----- Source material

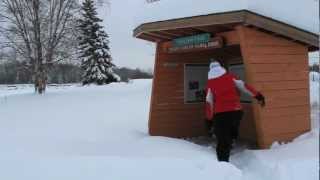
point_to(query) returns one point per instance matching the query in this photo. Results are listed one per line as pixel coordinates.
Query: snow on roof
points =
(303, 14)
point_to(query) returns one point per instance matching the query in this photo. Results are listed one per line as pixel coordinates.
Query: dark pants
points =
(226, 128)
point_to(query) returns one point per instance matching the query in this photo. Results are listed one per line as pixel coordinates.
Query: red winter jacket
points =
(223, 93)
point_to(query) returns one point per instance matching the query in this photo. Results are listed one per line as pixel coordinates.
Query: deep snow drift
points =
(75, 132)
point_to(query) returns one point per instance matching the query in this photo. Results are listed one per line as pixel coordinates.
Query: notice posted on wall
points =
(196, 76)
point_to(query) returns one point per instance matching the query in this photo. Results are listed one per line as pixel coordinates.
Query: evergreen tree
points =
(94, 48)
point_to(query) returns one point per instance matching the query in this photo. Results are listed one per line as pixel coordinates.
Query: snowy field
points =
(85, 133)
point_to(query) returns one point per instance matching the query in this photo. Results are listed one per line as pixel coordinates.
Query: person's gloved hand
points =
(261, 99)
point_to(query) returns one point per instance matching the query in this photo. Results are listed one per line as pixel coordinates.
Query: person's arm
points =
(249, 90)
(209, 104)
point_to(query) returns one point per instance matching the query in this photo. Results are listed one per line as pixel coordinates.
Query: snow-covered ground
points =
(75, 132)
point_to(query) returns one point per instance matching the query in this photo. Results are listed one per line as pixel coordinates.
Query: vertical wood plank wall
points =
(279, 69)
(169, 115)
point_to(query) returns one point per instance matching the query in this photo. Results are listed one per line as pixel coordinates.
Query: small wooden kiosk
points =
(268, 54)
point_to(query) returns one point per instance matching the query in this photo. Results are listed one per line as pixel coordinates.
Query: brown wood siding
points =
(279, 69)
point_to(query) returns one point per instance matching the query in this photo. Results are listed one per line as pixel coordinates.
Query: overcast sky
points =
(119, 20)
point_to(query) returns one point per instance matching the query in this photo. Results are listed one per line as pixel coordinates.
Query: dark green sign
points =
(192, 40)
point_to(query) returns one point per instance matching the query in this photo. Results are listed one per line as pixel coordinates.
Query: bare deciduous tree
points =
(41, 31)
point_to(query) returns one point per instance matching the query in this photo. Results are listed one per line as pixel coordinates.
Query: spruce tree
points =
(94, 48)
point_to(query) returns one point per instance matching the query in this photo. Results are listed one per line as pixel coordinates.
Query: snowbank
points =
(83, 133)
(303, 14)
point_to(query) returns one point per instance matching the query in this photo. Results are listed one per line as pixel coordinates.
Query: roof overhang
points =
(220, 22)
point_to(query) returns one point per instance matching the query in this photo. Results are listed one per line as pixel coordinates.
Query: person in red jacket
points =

----------
----- Source material

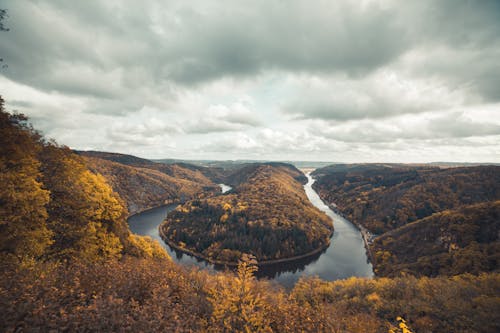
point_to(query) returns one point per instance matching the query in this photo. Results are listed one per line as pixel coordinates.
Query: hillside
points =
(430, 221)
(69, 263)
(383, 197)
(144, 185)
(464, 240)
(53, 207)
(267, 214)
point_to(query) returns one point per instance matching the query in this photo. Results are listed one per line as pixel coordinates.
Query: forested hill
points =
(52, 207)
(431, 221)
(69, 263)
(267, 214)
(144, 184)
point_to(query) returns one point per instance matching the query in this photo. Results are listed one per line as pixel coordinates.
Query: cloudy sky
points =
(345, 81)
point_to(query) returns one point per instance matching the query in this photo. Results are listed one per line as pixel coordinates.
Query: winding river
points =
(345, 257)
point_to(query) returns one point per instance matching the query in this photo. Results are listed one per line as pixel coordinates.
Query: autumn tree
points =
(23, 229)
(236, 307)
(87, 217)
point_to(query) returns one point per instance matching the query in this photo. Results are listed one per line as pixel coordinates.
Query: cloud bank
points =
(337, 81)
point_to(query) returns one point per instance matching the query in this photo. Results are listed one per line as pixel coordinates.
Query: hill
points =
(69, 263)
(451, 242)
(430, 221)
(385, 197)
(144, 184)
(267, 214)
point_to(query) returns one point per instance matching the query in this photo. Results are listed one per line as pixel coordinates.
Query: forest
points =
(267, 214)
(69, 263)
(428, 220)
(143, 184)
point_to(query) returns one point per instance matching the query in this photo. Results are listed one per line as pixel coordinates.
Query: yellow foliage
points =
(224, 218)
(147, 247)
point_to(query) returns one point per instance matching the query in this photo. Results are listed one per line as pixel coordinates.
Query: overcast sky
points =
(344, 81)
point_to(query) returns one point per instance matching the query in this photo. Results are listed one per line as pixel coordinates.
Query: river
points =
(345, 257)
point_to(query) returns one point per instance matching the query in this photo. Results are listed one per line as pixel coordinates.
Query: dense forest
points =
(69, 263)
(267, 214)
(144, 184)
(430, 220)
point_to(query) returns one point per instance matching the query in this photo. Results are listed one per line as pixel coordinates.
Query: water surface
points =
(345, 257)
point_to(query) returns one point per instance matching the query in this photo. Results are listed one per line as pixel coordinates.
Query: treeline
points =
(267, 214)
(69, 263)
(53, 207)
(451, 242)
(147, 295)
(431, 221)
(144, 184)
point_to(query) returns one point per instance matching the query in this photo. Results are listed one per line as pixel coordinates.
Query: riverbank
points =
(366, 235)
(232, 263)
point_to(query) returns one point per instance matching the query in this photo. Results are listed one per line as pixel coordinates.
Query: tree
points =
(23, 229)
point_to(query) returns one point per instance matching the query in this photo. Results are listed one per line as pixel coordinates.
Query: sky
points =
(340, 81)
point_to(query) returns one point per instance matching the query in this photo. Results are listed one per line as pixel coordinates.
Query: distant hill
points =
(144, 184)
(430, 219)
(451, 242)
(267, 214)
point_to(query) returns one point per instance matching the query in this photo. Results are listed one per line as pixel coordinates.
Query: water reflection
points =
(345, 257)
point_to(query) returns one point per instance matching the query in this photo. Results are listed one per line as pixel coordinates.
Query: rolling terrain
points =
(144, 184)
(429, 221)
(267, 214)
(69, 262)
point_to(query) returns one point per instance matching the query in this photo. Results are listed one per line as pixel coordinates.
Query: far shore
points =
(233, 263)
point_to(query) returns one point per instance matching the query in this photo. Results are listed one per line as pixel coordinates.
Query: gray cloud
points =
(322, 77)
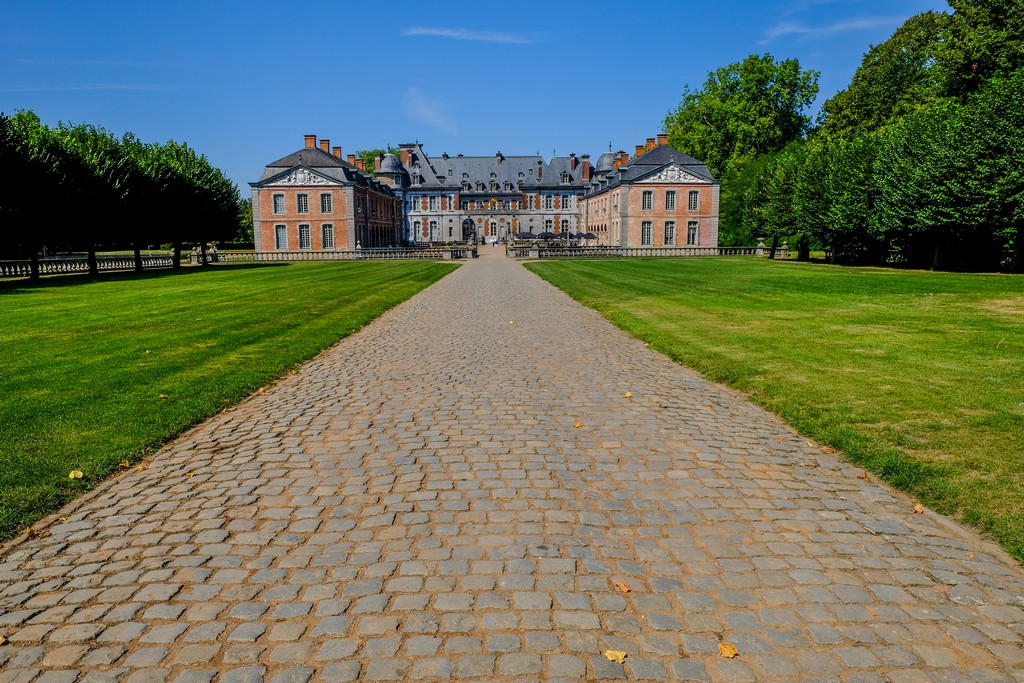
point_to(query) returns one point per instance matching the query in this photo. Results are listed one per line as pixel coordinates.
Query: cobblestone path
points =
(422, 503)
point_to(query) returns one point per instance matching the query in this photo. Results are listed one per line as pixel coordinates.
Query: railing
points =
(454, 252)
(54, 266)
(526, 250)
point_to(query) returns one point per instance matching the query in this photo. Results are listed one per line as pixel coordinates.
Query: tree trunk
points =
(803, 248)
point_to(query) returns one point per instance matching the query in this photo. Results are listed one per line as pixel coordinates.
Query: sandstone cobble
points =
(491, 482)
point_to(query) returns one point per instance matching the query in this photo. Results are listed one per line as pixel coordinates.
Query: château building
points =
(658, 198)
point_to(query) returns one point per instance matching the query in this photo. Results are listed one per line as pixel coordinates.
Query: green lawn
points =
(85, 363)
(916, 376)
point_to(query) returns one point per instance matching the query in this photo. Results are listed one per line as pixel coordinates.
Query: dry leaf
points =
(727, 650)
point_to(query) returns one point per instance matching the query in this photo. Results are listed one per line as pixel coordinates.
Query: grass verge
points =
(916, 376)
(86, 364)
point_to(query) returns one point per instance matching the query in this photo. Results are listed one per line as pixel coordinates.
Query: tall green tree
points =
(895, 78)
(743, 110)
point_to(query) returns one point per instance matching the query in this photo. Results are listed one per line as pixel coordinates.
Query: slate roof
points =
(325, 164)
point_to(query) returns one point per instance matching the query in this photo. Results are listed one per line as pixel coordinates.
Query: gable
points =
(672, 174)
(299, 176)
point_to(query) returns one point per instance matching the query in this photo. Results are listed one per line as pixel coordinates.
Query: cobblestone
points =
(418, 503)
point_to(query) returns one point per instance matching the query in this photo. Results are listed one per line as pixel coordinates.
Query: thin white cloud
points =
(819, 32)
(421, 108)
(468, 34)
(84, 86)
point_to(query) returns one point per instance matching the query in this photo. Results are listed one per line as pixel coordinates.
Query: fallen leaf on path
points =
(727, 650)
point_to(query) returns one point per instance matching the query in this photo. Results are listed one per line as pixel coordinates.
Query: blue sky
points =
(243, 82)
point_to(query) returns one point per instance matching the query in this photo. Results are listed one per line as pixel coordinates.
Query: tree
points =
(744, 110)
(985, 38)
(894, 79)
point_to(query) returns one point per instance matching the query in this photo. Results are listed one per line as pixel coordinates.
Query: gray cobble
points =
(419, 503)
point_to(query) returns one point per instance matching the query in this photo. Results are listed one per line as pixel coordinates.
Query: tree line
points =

----------

◆ The task
Pull every line from the listing in which the string "person" appears. Case matters.

◆ Output of the exercise
Query: person's gloved hand
Query: person's arm
Query: person in red jacket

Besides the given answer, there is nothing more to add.